What the task requires:
Copy whichever lines of the data hold the word "chainmail".

Provided material:
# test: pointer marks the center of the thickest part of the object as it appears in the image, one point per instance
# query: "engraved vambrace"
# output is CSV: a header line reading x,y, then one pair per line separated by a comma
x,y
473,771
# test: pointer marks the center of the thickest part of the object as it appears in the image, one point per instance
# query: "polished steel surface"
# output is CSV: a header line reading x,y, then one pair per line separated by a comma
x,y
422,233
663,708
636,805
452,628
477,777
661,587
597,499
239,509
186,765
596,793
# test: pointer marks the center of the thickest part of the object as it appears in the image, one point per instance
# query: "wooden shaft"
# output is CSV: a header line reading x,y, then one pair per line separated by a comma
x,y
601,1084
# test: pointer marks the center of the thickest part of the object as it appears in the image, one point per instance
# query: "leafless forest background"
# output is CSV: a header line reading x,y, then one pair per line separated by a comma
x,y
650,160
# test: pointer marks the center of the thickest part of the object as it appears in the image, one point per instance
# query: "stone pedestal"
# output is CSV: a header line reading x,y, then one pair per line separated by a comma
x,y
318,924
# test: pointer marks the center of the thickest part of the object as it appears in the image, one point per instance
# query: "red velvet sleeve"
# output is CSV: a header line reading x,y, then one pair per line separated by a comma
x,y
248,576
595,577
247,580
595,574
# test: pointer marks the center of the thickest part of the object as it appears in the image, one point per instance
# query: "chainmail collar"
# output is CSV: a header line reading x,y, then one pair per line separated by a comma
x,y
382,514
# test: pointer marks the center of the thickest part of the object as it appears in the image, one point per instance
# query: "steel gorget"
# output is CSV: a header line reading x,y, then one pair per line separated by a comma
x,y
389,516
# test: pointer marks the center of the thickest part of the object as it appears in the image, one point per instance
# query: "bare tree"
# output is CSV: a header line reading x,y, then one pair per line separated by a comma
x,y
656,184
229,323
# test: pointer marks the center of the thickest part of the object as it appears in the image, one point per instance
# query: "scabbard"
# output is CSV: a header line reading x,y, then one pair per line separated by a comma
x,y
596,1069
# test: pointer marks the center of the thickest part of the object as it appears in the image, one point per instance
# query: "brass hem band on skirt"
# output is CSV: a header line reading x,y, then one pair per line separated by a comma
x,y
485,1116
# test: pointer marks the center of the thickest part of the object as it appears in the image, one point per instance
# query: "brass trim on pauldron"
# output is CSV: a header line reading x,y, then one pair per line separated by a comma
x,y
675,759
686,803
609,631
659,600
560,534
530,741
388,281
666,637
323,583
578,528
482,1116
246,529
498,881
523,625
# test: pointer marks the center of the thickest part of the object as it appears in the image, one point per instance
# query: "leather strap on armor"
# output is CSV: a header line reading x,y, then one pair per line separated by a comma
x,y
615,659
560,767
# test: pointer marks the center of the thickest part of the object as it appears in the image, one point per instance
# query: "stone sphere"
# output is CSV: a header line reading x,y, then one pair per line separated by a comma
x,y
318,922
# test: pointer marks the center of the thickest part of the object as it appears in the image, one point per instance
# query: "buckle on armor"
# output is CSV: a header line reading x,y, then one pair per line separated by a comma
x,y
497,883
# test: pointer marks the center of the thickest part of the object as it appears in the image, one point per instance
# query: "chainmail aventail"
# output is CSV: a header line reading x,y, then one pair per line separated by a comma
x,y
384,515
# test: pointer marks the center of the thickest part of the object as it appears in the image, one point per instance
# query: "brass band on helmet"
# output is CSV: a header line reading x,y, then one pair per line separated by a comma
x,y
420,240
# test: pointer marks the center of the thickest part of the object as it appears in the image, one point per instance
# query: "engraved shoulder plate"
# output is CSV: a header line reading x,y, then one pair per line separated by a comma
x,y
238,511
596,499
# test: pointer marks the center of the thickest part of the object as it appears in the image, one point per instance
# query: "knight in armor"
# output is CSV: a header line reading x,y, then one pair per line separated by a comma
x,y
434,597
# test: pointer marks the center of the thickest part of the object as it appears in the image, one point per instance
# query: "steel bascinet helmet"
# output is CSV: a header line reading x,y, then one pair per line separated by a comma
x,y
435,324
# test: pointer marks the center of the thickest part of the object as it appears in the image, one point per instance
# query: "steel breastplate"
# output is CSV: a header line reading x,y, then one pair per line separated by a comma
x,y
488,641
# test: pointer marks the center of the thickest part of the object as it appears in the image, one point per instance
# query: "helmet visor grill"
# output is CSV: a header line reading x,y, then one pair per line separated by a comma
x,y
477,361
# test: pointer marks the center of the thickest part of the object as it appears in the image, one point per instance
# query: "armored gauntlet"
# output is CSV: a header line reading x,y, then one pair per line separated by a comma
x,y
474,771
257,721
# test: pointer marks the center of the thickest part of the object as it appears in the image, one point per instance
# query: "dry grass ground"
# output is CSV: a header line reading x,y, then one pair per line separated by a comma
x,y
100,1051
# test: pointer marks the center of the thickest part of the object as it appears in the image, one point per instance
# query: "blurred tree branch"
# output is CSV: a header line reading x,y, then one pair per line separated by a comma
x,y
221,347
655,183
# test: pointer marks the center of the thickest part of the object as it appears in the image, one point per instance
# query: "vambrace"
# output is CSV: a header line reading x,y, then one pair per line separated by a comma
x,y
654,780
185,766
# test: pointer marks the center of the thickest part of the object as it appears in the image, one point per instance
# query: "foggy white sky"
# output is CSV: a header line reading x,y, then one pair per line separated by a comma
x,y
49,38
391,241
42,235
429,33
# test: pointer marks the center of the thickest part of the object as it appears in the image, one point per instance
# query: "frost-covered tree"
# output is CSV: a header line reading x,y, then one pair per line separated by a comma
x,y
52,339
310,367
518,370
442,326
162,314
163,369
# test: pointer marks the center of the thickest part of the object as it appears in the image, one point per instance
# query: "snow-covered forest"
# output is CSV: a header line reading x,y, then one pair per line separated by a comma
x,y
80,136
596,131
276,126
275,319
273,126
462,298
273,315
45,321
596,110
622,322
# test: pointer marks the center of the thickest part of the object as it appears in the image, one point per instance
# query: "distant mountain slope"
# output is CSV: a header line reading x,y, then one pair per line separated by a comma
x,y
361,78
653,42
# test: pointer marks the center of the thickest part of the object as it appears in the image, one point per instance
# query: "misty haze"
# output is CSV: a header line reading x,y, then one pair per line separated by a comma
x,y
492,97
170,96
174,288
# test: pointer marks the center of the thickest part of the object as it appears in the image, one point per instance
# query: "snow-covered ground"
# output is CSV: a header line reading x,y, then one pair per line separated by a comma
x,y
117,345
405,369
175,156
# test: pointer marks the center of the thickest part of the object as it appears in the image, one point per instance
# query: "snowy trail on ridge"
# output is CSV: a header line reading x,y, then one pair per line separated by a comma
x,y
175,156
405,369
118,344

Solution:
# query: "chainmail collar"
# query: "chainmail aventail"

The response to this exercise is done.